About this exercise = The exercise calls for a faithful copy of all the data.

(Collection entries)
[Start of Attachment]
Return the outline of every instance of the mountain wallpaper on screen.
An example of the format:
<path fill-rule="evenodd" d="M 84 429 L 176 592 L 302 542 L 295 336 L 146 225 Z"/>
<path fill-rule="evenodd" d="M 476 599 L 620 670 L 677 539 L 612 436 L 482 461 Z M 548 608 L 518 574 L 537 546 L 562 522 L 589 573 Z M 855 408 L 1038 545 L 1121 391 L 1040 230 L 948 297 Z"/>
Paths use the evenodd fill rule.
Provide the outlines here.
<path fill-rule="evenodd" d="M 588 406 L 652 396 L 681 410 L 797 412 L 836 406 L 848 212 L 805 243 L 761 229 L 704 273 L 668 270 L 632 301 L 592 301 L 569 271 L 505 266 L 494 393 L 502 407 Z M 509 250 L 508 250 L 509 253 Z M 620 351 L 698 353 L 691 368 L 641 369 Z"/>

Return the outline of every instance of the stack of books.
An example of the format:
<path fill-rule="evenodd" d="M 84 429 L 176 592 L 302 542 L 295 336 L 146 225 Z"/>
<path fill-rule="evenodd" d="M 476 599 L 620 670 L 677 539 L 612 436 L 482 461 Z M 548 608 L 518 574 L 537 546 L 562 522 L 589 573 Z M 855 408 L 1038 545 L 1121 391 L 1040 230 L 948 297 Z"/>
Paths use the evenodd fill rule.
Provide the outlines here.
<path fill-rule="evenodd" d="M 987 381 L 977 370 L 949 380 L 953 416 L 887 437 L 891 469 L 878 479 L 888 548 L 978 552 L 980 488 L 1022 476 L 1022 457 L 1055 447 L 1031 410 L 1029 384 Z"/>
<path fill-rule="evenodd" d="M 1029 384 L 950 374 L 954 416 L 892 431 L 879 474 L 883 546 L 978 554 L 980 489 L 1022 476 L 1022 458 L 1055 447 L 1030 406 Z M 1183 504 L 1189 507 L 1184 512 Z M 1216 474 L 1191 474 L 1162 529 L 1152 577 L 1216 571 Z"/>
[End of Attachment]
Expected output =
Return the outline of every instance of the mountain wallpaper on screen.
An example of the format:
<path fill-rule="evenodd" d="M 84 429 L 176 592 L 302 542 L 295 336 L 146 225 Z"/>
<path fill-rule="evenodd" d="M 476 599 L 620 670 L 677 539 L 612 436 L 482 461 Z M 548 608 L 518 574 L 537 546 L 562 522 L 589 573 Z M 855 408 L 1038 545 L 1121 391 L 1040 230 L 948 297 Z"/>
Paths use the evenodd fill rule.
Provide the outlines here.
<path fill-rule="evenodd" d="M 588 406 L 652 396 L 681 410 L 797 412 L 836 406 L 848 212 L 805 243 L 761 229 L 704 273 L 668 270 L 632 301 L 592 301 L 569 271 L 505 266 L 494 393 L 502 407 Z M 509 250 L 508 250 L 509 253 Z M 620 351 L 698 353 L 691 368 L 641 369 Z"/>

Return the outline of every instance of the stack of books.
An example of the format:
<path fill-rule="evenodd" d="M 84 429 L 176 592 L 302 542 L 295 336 L 146 225 Z"/>
<path fill-rule="evenodd" d="M 476 599 L 620 670 L 677 539 L 612 436 L 482 461 Z M 548 608 L 518 574 L 537 546 L 562 522 L 589 573 Z M 855 408 L 1038 545 L 1121 391 L 1040 230 L 948 297 Z"/>
Paths use the evenodd fill rule.
Provide the outlines here.
<path fill-rule="evenodd" d="M 987 381 L 977 370 L 949 380 L 953 416 L 887 437 L 891 469 L 878 479 L 888 548 L 978 552 L 980 488 L 1022 476 L 1022 457 L 1055 447 L 1031 410 L 1029 384 Z"/>
<path fill-rule="evenodd" d="M 1029 384 L 950 374 L 954 416 L 892 431 L 879 474 L 883 546 L 978 554 L 980 489 L 1022 476 L 1022 458 L 1055 447 L 1030 406 Z M 1183 504 L 1189 507 L 1184 512 Z M 1216 474 L 1191 474 L 1162 529 L 1152 577 L 1216 571 Z"/>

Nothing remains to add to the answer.